- [Extracted material]
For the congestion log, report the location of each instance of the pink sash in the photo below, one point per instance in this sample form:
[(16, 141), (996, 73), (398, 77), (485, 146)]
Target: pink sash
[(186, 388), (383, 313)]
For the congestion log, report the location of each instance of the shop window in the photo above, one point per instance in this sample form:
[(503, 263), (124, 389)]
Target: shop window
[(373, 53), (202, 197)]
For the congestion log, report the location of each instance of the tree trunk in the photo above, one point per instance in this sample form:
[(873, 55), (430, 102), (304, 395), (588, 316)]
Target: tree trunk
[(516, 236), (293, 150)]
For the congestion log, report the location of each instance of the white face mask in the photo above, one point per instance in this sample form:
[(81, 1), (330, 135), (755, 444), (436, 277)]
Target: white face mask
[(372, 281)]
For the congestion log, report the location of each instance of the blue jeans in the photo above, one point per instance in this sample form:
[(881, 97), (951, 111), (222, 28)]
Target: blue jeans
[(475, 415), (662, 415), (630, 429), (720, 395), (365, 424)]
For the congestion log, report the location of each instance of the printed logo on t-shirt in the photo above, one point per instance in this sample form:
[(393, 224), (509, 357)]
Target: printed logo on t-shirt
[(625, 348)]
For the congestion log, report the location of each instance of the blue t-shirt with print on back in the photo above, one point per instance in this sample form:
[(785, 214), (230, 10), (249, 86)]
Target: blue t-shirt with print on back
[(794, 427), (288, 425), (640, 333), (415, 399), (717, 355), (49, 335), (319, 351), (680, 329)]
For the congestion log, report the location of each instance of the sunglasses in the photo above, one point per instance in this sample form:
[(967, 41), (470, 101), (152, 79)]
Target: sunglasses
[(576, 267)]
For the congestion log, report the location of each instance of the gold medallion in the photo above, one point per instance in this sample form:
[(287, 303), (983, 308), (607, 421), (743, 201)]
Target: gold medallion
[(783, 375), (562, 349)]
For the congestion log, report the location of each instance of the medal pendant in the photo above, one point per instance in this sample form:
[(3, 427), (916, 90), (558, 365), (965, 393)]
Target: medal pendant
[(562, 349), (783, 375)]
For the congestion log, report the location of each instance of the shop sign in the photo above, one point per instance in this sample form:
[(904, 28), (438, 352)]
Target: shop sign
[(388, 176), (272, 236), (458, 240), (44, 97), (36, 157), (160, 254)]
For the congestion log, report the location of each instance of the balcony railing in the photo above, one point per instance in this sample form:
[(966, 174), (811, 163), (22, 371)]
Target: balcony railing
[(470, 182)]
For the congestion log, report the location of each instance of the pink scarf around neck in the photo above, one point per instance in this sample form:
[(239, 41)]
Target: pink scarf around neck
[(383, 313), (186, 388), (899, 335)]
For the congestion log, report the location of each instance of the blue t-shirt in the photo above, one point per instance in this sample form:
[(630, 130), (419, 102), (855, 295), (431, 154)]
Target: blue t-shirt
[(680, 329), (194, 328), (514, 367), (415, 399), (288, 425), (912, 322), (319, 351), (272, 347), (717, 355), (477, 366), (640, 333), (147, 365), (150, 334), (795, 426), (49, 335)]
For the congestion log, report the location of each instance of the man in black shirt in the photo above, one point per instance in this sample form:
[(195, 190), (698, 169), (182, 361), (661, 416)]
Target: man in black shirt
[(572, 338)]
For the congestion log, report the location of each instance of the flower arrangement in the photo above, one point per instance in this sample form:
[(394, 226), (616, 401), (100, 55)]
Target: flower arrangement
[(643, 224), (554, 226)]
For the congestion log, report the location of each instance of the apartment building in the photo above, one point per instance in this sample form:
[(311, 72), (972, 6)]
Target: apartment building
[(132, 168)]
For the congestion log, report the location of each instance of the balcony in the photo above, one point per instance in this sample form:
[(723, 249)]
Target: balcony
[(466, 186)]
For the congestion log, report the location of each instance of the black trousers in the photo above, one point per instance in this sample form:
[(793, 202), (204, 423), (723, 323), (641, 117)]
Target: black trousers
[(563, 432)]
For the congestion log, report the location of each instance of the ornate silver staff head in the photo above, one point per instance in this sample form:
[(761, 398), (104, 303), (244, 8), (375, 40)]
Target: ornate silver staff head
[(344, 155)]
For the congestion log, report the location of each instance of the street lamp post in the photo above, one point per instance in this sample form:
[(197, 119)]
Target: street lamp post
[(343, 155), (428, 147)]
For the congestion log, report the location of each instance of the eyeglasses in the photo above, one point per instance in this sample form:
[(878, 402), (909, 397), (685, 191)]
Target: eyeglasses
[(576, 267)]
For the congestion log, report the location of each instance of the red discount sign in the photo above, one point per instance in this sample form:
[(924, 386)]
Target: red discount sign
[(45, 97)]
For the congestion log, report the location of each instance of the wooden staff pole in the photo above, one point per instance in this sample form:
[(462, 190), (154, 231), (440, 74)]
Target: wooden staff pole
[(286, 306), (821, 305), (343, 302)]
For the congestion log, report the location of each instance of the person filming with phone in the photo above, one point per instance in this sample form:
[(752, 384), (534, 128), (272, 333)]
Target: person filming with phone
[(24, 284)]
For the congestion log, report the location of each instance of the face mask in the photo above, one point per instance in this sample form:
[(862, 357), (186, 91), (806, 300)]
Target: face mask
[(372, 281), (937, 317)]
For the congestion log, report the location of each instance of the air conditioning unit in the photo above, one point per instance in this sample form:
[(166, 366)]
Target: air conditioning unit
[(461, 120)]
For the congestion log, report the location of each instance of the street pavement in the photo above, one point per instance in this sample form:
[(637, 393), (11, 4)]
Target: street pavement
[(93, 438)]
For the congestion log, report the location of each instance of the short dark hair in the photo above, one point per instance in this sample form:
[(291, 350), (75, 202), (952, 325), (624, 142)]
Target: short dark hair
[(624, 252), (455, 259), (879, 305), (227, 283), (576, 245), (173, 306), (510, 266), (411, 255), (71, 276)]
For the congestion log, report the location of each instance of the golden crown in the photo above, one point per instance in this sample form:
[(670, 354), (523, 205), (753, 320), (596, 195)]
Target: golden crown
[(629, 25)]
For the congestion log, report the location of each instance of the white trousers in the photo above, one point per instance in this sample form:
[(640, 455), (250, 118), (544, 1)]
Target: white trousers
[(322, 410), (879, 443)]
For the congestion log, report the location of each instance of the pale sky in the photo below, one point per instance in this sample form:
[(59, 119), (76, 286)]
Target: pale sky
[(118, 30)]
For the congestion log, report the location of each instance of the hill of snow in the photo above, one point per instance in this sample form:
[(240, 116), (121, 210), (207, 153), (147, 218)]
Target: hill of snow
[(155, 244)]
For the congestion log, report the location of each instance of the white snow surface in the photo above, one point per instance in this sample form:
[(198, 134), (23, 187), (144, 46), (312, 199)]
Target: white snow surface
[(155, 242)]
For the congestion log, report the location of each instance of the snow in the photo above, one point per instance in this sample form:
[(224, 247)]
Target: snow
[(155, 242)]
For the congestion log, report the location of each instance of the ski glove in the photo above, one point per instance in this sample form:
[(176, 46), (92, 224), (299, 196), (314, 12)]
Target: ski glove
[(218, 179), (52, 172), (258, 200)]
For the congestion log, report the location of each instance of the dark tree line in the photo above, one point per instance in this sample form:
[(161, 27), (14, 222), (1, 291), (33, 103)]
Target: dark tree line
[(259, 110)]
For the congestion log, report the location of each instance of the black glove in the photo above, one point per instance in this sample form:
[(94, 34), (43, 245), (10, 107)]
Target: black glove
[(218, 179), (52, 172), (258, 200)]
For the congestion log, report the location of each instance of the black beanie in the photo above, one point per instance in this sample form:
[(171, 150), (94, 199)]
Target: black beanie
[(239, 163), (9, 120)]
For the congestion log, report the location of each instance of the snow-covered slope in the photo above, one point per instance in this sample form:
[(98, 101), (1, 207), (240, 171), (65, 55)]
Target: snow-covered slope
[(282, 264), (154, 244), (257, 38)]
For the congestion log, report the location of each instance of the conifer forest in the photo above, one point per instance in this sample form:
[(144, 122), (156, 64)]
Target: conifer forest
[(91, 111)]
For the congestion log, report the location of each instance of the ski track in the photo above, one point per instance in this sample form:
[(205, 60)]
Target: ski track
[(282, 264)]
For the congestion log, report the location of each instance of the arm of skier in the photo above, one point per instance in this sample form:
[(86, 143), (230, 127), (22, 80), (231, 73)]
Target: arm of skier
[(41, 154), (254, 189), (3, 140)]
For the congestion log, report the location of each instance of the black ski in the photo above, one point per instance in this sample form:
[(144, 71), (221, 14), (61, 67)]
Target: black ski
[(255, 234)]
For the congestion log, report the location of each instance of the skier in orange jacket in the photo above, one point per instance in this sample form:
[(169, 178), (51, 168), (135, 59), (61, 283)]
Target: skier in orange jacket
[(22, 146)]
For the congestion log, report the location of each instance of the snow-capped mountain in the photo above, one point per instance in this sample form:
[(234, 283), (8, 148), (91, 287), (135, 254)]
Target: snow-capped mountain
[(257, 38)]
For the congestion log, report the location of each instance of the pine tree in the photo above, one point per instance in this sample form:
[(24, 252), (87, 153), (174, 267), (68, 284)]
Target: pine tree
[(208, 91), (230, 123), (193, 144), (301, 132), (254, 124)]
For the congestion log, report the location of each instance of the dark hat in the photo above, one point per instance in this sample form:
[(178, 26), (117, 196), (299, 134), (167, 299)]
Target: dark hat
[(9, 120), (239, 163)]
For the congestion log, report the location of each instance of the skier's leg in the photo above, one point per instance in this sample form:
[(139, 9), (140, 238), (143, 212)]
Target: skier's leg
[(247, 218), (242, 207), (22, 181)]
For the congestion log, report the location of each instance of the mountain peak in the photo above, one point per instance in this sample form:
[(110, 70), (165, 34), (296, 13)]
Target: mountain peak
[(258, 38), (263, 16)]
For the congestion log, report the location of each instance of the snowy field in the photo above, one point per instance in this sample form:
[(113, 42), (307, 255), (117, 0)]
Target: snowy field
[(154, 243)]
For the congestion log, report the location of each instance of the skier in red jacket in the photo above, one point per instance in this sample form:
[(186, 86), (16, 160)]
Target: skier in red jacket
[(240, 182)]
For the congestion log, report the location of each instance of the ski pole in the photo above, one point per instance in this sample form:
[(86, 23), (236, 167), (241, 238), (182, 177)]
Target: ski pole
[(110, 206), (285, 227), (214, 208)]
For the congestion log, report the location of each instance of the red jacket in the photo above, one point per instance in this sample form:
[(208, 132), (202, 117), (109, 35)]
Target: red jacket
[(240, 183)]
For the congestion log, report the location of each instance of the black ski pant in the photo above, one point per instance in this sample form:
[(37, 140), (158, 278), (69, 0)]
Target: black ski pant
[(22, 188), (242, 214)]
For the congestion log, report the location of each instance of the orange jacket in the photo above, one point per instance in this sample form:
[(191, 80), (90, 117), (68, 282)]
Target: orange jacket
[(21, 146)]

- [Task to complete] Convert the lines starting with the line containing "the ski track" and going on through the line containing "[(255, 234)]" into a JSON array of strings, one string per line, with blank lines omitted.

- [The reply]
[
  "For the congestion log, report the location of each instance of the ski track in the photo above, one point per instance in this sample form:",
  "[(205, 60)]",
  "Target: ski track",
  "[(282, 264)]",
  "For the congestion log, report the location of each instance of the arm of skier in the photo above, one point per instance in this sample form:",
  "[(86, 143), (230, 127), (22, 80), (231, 73)]",
  "Target: arm of skier",
  "[(41, 154), (254, 189), (3, 140)]",
  "For the congestion log, report the location of each instance of the black ski in the photo above, one point per instance in this sample form:",
  "[(144, 71), (221, 14), (61, 67)]",
  "Target: black ski",
  "[(255, 234)]"
]